Point annotation dataset entries:
***
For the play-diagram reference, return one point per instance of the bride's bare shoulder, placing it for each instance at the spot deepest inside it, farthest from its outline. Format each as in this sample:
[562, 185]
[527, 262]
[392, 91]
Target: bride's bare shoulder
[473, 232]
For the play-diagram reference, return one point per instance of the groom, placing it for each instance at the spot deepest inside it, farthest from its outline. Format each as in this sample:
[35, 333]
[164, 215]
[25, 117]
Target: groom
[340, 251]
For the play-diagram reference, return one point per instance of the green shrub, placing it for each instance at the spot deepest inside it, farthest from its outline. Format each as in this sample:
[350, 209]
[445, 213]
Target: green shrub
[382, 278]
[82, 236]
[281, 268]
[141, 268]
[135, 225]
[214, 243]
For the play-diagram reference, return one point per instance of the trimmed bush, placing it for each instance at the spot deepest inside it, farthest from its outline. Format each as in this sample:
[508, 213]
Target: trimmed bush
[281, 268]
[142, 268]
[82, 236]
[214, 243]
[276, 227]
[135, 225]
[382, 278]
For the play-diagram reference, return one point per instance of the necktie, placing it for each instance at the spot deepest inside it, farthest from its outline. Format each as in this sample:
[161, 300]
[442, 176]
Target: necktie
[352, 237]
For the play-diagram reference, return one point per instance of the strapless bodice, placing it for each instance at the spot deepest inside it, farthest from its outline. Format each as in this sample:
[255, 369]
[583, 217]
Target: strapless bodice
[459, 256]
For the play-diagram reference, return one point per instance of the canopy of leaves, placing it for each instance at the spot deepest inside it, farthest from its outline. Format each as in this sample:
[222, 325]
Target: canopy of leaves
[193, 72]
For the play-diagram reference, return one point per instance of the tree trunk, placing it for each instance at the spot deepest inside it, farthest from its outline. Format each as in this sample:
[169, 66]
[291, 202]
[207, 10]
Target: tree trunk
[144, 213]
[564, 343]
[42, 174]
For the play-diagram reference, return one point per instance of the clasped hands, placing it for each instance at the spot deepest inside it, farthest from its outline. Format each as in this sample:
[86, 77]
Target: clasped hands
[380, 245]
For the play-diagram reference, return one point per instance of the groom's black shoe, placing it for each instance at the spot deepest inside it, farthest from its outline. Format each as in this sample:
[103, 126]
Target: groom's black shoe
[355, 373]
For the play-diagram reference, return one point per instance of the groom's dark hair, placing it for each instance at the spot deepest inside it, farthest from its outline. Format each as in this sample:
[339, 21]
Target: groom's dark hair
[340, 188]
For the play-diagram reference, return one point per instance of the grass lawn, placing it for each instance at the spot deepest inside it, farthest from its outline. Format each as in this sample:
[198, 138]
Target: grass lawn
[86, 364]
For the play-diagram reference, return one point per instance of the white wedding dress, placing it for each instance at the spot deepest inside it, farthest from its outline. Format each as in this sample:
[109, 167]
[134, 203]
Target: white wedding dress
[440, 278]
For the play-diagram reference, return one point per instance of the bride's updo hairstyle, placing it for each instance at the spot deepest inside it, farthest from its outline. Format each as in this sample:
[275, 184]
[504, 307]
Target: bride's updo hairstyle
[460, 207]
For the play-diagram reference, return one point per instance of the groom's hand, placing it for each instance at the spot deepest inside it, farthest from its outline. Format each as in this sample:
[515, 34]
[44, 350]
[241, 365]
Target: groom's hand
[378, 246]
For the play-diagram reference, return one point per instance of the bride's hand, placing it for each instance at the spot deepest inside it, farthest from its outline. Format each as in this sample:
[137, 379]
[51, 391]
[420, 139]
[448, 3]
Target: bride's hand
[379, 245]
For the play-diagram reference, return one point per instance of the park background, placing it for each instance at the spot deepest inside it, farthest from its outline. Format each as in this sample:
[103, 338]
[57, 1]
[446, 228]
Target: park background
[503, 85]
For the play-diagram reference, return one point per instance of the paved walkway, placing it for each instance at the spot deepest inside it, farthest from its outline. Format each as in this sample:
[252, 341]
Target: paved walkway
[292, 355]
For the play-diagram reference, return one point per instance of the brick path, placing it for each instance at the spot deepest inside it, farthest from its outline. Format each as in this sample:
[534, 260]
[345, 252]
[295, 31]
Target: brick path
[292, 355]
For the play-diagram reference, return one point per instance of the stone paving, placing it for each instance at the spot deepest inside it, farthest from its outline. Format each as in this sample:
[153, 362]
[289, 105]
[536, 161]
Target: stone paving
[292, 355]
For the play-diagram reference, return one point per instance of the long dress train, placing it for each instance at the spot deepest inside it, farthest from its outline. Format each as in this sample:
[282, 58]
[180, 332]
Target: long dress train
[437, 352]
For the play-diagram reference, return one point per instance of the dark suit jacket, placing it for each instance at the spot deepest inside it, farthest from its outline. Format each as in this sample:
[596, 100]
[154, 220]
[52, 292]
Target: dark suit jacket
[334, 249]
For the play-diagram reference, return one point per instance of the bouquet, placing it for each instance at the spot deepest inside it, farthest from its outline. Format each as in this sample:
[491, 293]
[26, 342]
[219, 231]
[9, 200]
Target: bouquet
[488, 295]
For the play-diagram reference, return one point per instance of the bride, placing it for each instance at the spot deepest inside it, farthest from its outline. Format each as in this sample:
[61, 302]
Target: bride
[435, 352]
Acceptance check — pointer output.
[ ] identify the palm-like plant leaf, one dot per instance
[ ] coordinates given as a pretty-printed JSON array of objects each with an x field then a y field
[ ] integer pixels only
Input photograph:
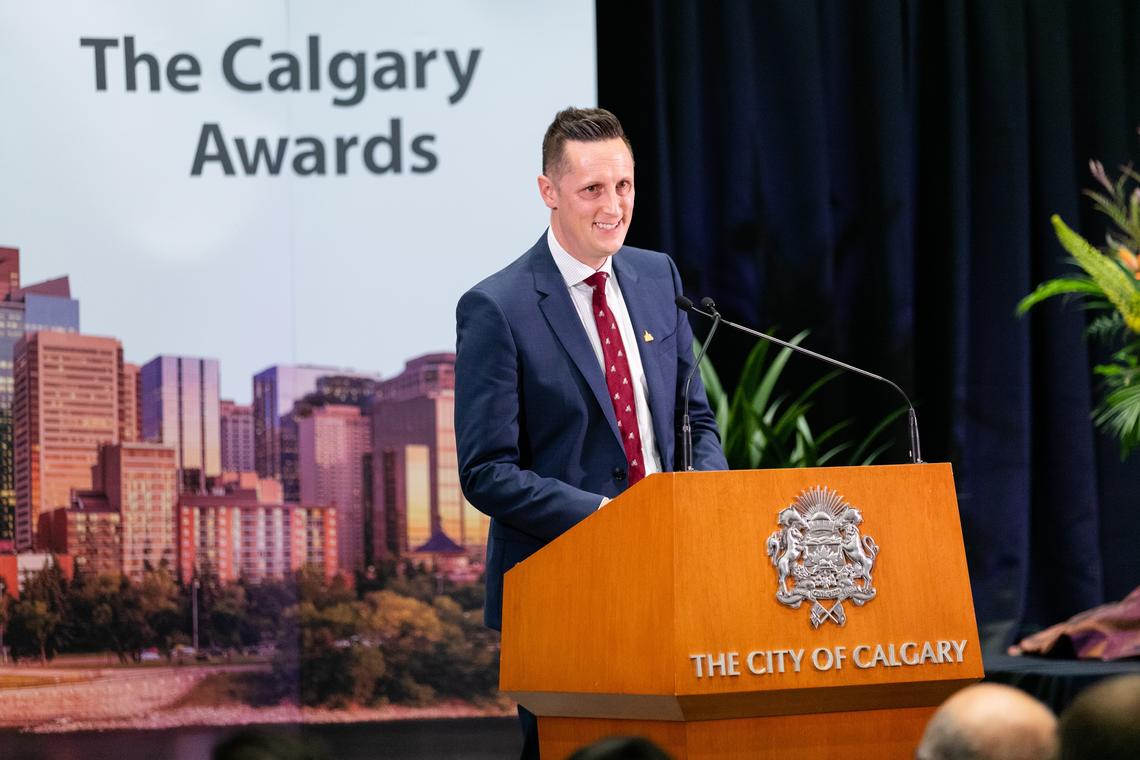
***
→ JOB
Find every line in the entries above that contains the string "dress", matching case exactly, and copy each of those lines.

→ ANSWER FOR THIS EXERCISE
For the play-diagram reference, return one point per instance of the white wedding dress, placing it for each instance at the spot deepest inside it, farthest from its outline. Format each as in this sample:
Target: white wedding dress
For the play-diagram reference, return one point per instance of the long dress train, placing it for each instance at the spot deepest inside it, farthest from its outline. Format each as in this sample:
Target: long dress train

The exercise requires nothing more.